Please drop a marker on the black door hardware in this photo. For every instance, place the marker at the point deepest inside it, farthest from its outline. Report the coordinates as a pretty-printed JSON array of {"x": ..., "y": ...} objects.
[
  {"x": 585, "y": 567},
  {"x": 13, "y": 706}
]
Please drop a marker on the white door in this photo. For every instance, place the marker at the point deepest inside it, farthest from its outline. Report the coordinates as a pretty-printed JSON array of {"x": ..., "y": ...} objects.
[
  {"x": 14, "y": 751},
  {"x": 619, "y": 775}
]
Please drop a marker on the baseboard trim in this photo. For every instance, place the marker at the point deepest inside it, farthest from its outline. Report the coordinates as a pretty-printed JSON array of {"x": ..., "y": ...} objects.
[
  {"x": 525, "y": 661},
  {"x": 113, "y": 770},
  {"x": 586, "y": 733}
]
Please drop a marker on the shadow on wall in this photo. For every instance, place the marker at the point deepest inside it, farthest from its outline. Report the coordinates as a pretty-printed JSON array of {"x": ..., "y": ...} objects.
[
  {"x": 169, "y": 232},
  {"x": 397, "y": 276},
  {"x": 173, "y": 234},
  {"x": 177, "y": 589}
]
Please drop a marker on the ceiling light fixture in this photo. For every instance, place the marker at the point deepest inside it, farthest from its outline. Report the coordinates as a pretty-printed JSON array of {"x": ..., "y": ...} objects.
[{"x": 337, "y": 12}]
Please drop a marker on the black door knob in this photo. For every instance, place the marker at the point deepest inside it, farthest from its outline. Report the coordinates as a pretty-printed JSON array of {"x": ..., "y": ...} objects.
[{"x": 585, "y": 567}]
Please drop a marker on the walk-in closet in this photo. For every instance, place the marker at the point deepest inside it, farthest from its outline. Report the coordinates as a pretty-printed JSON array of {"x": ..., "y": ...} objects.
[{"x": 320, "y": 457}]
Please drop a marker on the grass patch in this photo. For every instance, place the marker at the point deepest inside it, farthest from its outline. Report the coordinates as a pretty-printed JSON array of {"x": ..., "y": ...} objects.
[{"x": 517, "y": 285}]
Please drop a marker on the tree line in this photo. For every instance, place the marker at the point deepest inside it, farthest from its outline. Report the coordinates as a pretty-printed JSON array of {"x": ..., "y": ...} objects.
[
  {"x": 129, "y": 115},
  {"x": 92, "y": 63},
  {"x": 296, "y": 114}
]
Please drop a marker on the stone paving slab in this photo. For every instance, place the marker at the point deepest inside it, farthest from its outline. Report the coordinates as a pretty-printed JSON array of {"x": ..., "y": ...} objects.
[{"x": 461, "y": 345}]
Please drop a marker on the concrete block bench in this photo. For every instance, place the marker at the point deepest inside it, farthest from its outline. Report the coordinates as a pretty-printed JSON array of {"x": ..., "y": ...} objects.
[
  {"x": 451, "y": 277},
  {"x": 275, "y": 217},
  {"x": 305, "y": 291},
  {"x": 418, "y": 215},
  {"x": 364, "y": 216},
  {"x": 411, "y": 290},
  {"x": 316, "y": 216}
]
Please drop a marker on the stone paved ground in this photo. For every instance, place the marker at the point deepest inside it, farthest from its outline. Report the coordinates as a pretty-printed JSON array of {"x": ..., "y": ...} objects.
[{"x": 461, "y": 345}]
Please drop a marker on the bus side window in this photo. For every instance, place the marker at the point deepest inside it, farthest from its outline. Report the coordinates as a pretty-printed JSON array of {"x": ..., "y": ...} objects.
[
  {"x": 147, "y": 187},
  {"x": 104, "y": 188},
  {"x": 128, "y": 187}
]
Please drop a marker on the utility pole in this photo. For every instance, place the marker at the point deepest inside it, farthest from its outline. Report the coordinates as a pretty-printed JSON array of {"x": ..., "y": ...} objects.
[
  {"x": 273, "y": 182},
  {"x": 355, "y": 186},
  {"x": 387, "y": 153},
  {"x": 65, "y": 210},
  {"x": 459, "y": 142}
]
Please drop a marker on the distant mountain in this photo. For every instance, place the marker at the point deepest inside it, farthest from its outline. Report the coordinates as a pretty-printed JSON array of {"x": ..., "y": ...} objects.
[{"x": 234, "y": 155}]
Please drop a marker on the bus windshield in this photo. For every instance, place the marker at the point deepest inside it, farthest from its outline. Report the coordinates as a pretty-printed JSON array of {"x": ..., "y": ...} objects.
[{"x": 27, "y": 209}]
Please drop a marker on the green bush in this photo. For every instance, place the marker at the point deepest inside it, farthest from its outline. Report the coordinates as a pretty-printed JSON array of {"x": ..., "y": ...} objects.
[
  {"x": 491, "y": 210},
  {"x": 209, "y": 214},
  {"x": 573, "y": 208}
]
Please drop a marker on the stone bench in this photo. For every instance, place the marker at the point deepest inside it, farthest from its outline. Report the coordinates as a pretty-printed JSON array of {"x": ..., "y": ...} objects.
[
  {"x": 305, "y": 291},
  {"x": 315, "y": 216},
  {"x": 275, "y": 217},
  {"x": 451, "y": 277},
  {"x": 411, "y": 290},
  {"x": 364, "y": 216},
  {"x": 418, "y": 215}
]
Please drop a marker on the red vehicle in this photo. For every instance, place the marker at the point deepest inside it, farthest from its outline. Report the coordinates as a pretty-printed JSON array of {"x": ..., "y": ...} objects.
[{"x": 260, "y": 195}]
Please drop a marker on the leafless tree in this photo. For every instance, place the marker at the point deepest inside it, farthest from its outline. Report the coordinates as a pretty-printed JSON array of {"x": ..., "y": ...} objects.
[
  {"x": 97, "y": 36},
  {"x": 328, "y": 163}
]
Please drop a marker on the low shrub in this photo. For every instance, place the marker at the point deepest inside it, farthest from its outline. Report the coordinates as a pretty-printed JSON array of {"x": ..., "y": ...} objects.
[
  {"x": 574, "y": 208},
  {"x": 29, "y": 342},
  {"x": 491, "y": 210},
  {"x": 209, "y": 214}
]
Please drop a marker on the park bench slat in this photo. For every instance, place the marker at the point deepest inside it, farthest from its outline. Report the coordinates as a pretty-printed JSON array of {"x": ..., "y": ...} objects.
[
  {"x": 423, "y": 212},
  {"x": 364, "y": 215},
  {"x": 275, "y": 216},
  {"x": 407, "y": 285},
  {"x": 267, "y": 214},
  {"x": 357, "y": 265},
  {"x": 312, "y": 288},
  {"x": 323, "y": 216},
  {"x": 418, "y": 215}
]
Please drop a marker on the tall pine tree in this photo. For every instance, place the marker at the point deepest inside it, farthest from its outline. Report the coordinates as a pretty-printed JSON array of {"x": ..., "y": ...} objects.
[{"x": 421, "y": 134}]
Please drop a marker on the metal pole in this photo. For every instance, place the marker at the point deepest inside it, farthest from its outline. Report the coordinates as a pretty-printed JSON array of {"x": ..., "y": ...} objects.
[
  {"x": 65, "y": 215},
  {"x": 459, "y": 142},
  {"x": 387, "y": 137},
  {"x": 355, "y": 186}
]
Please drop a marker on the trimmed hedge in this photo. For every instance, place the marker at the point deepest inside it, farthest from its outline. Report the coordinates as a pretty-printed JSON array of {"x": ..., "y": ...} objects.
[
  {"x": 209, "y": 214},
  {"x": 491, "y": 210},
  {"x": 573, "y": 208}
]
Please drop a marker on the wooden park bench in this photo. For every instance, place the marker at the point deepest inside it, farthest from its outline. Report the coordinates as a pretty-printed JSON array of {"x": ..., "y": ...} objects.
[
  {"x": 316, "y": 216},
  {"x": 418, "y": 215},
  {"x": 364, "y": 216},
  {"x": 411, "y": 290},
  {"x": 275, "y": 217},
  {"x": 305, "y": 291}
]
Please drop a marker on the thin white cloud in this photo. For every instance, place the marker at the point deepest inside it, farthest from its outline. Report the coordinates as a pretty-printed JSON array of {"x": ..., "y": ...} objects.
________________________
EXERCISE GOAL |
Print out the records exactly as they were entered.

ANSWER AREA |
Please drop a marker on the black door hardware in this photo. For every instance, place the marker at the point deepest inside it, farthest from its outline. Report the coordinates as a pretty-printed JSON array of {"x": ..., "y": ...} objects.
[
  {"x": 585, "y": 567},
  {"x": 13, "y": 706}
]
Please drop a marker on the white door in this photo. For every instance, place the marker at the point deepest inside it, farthest from its outline. Report the coordinates as a pretty-printed JSON array of {"x": ..., "y": ...} objects.
[
  {"x": 14, "y": 751},
  {"x": 619, "y": 775}
]
Please drop a marker on the baseboard trim in this photo. For every instance, place the marker at the point deepest inside it, farthest from its outline. Report the coordinates as a pretty-printed JSON array of {"x": ..., "y": ...} objects.
[
  {"x": 525, "y": 661},
  {"x": 113, "y": 770},
  {"x": 586, "y": 733}
]
Please drop a marker on the shadow on wall in this photo. For every instance, place the marker at the point deepest inside it, farthest from its outline. Report the coordinates as a pretty-printed JSON array of {"x": ..., "y": ...} objects.
[
  {"x": 169, "y": 232},
  {"x": 397, "y": 276},
  {"x": 173, "y": 234},
  {"x": 177, "y": 589}
]
Please drop a marker on the ceiling light fixture in this photo. For every instance, place the marker at the point deepest inside it, farthest from its outline. Report the coordinates as a pretty-printed JSON array of {"x": ..., "y": ...} objects.
[{"x": 337, "y": 12}]
Please drop a marker on the black door knob in this photo. For every instance, place the marker at the point deepest inside it, farthest from its outline. Report the coordinates as a pretty-printed JSON array of {"x": ..., "y": ...} objects.
[{"x": 585, "y": 567}]
Please drop a marker on the walk-in closet in this photo. For every instance, place the marker at the point deepest inside it, farthest from its outline. Report the coordinates as a pretty-printed JSON array of {"x": ..., "y": ...} objects.
[{"x": 320, "y": 457}]
Please drop a marker on the grass patch in this photo. For every instance, place the marker at the point deepest inside it, farthest from its outline. Report the coordinates as a pretty-printed JSON array of {"x": ..., "y": ...} objects.
[{"x": 517, "y": 285}]
Please drop a marker on the tree line in this photo. For every instance, place the marker at the point deepest inside it, farthest from its outline. Report the coordinates as a pretty-printed JSON array of {"x": ..., "y": ...} objects.
[
  {"x": 129, "y": 115},
  {"x": 92, "y": 63},
  {"x": 296, "y": 114}
]
Please drop a marker on the stone paving slab in this photo. For every instance, place the marker at the point deepest inside it, farthest from its outline. Report the coordinates as a pretty-printed JSON array of {"x": ..., "y": ...} objects.
[{"x": 461, "y": 345}]
Please drop a marker on the concrete block bench in this photo. For every instance, place the marker at the point deepest inside it, farthest from its outline. Report the coordinates as a pretty-printed JSON array of {"x": ..., "y": ...} objects.
[
  {"x": 451, "y": 277},
  {"x": 275, "y": 217},
  {"x": 305, "y": 291},
  {"x": 418, "y": 215},
  {"x": 364, "y": 216},
  {"x": 411, "y": 290},
  {"x": 316, "y": 216}
]
Please drop a marker on the stone paved ground in this photo. For every instance, place the marker at the point deepest inside it, farthest from its outline. Report the coordinates as a pretty-printed JSON array of {"x": ..., "y": ...} objects.
[{"x": 461, "y": 345}]
Please drop a marker on the bus side window in this photo. For every instance, place the marker at the point deepest inside it, farthest from its outline. Report the coordinates as a pretty-printed JSON array of {"x": ..., "y": ...} objects.
[
  {"x": 147, "y": 187},
  {"x": 104, "y": 188},
  {"x": 128, "y": 187}
]
Please drop a marker on the utility pole in this photo. For every instance, place the marker at the point deepest inside it, farthest from its outline. Report the coordinates as a pretty-printed JSON array of {"x": ..., "y": ...} objects.
[
  {"x": 273, "y": 182},
  {"x": 355, "y": 186},
  {"x": 387, "y": 153},
  {"x": 65, "y": 210},
  {"x": 459, "y": 142}
]
Please drop a marker on the distant mountain in this photo. For every instance, place the marker at the point deepest inside it, farthest from its outline. Report the coordinates as a pretty-printed JSON array of {"x": ..., "y": ...} objects.
[{"x": 234, "y": 155}]
Please drop a marker on the bus windshield in this photo. For every instance, place the marker at the point deepest inside it, farthest from its outline. Report the coordinates as a pretty-printed JSON array of {"x": ..., "y": ...} objects.
[{"x": 27, "y": 209}]
Please drop a marker on the green bush in this photo. For every instance, place the marker at the point deepest inside it, farthest from its outline. Report the coordinates as a pretty-printed JSON array of {"x": ..., "y": ...} objects.
[
  {"x": 491, "y": 210},
  {"x": 209, "y": 214},
  {"x": 573, "y": 208}
]
Please drop a marker on the stone bench in this photo. For every instance, place the marker at the point deepest inside it, farthest from its outline. Report the coordinates as a pretty-printed JSON array of {"x": ..., "y": ...} objects.
[
  {"x": 305, "y": 291},
  {"x": 315, "y": 216},
  {"x": 275, "y": 217},
  {"x": 451, "y": 277},
  {"x": 411, "y": 290},
  {"x": 364, "y": 216},
  {"x": 418, "y": 215}
]
Please drop a marker on the red vehicle in this photo. For every instance, place the marker at the point deepest inside it, farthest from its outline. Report the coordinates as a pretty-printed JSON array of {"x": ..., "y": ...} objects.
[{"x": 260, "y": 195}]
Please drop a marker on the leafless tree in this photo. For every instance, place the marker at the point deepest inside it, farthest from its outline. Report the coordinates as a pretty-printed JSON array of {"x": ..., "y": ...} objects.
[
  {"x": 97, "y": 36},
  {"x": 328, "y": 163}
]
Please drop a marker on the low shrub in this photo. For every instance, place the marker at the point deepest inside it, farthest from its outline. Report the coordinates as a pretty-printed JSON array of {"x": ..., "y": ...} objects.
[
  {"x": 574, "y": 208},
  {"x": 29, "y": 342},
  {"x": 491, "y": 210},
  {"x": 209, "y": 214}
]
Please drop a marker on the park bench slat in this photo. For every instance, place the marker at the point deepest inside it, farthest from its outline. Report the coordinates as a pretty-printed JSON array of {"x": ..., "y": ...} objects.
[
  {"x": 423, "y": 212},
  {"x": 364, "y": 215},
  {"x": 275, "y": 216},
  {"x": 407, "y": 285},
  {"x": 267, "y": 214},
  {"x": 357, "y": 265},
  {"x": 312, "y": 288},
  {"x": 323, "y": 216},
  {"x": 418, "y": 215}
]
Please drop a marker on the tall pine tree in this photo. For every instance, place the marker at the point deepest inside it, farthest from its outline. Report the coordinates as a pretty-printed JSON array of {"x": ..., "y": ...} objects.
[{"x": 421, "y": 134}]
Please drop a marker on the metal pole in this photo. For every instance, place the marker at the point deepest inside it, farthest from its outline. Report the coordinates as a pretty-printed JSON array of {"x": ..., "y": ...} objects.
[
  {"x": 65, "y": 215},
  {"x": 459, "y": 142},
  {"x": 387, "y": 137},
  {"x": 355, "y": 186}
]
Please drop a marker on the trimmed hedge in this photo. For every instance, place the marker at the point deepest inside it, farthest from its outline. Report the coordinates as a pretty-printed JSON array of {"x": ..., "y": ...} objects.
[
  {"x": 209, "y": 214},
  {"x": 491, "y": 210},
  {"x": 573, "y": 208}
]
Please drop a marker on the wooden park bench in this photo. For every instance, place the marker at the point deepest inside it, farthest from its outline. Report the coordinates as a pretty-printed JSON array of {"x": ..., "y": ...} objects.
[
  {"x": 316, "y": 216},
  {"x": 418, "y": 215},
  {"x": 364, "y": 216},
  {"x": 411, "y": 290},
  {"x": 275, "y": 217},
  {"x": 305, "y": 291}
]
Please drop a marker on the thin white cloud in this photo. For every instance, place the marker at the point deepest inside it, farthest from its outline. Report the coordinates as a pretty-printed JSON array of {"x": ..., "y": ...} objects.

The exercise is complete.